Quoted passage →
Why progressives want to transform America
Two weeks ago I promised to write more about the origins of Progressivism. It made its appearance as a political force in America a century ago in the campaigns of Theodore Roosevelt, a Republican, and Woodrow Wilson, a Democrat. Both men thought that both the Declaration of Independence and the Constitution were outmoded by history and needed to be reinterpreted for a more modern age.
Americans then and now have been inclined to give Progressives the benefit of the doubt, presuming that this new force was responding to circumstances rather than promoting some new ideology. But the truth is that Progressivism is a European import, antagonistic to the idea of natural rights and supportive of the powers of the State.
As their name implies, Progressives are rooted in history rather than nature. They believe, or profess to believe, that over time mankind has progressed toward the goal they believe should be substituted for that of the American founding. Their goal is equality of condition, which is violated as long as some persons in society have more property, money, power or influence than others.
Doubtless few will disagree with me that such a society never has and never will exist because, as James Madison observed long ago, human beings have “different and unequal faculties.” That is, people are born with different talents and interests, passions and predilections, which only tyrannical regimes presume seriously to challenge.
The American idea has always been that people may rise as high and as fast as they can, so long as they do not engage in force or fraud, meaning (as John Housman once said in a commercial) “they earn it.” That some people make more money or achieve greater prominence than I does not justify me in disparaging their accomplishment, not to mention seizing their wealth or tearing them down.
That European source was primarily French and German. Beginning with Jean-Jacques Rousseau and culminating in Friedrich Nietzsche, continental philosophers rejected nature or God as a standard or authority for government in favor of human will. There is only history and what human beings do in their history. Nothing is “written in stone,” therefore we may do what we wish.
Woodrow Wilson completed the first doctoral program in the United States in 1886 at Johns Hopkins University in Maryland. It was established under the influence of German intellectuals who regarded the Prussian bureaucracy, the first welfare state, as a superior form of government. In his early writings, Wilson rejected natural rights as “unscientific” and separate branches of government as inefficient and counterproductive.

(Records)
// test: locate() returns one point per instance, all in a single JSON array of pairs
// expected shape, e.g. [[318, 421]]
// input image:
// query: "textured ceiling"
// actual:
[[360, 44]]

Actions to take →
a - In the essay on progressivism, where and in what year did Woodrow Wilson complete the first doctoral program in the United States?
b - Pick up the essay on progressivism after its final sentence and continue writing it.

Answers to the exercise →
a - At Johns Hopkins University in Maryland, in 1886.

b -
As President, Wilson started the modern practice of giving State of the Union speeches directly to Congress. He believed that the President should lead and the Congress should follow, in the manner that the Prime Minister in Great Britain may pass laws without legislative opposition.
The word progress has a positive connotation, but it is actually a word that only means movement toward an objective. Not all movement is good. Running a race is different than running from the police. The best refutation of Progressivism was made by Calvin Coolidge on the sesquicentennial of the Declaration of Independence in 1926:
About the Declaration there is a finality that is exceedingly restful. It is often asserted that the world has made a great deal of progress since 1776, that we have had new thoughts and new experiences which have given us a great advance over the people of that day, and that we may therefore very well discard their conclusions for something more modern. But that reasoning cannot be applied to this great charter. If all men are created equal, that is final.
If they are endowed with inalienable rights, that is final. If governments derive their just powers from the consent of the governed, that is final. No advance, no progress can be made beyond these propositions. If anyone wishes to deny their truth or their soundness, the only direction in which he can proceed historically is not forward, but backward toward the time when there was no equality, no rights of the individual, no rule of the people. Those who wish to proceed in that direction cannot lay claim to progress. They are reactionary.
Their ideas are not more modern, but more ancient, than those of the Revolutionary fathers.
In reality, Progressivism is a fraud which purports to advance the human race but actually returns it to the political evils which we have managed to escape here in America.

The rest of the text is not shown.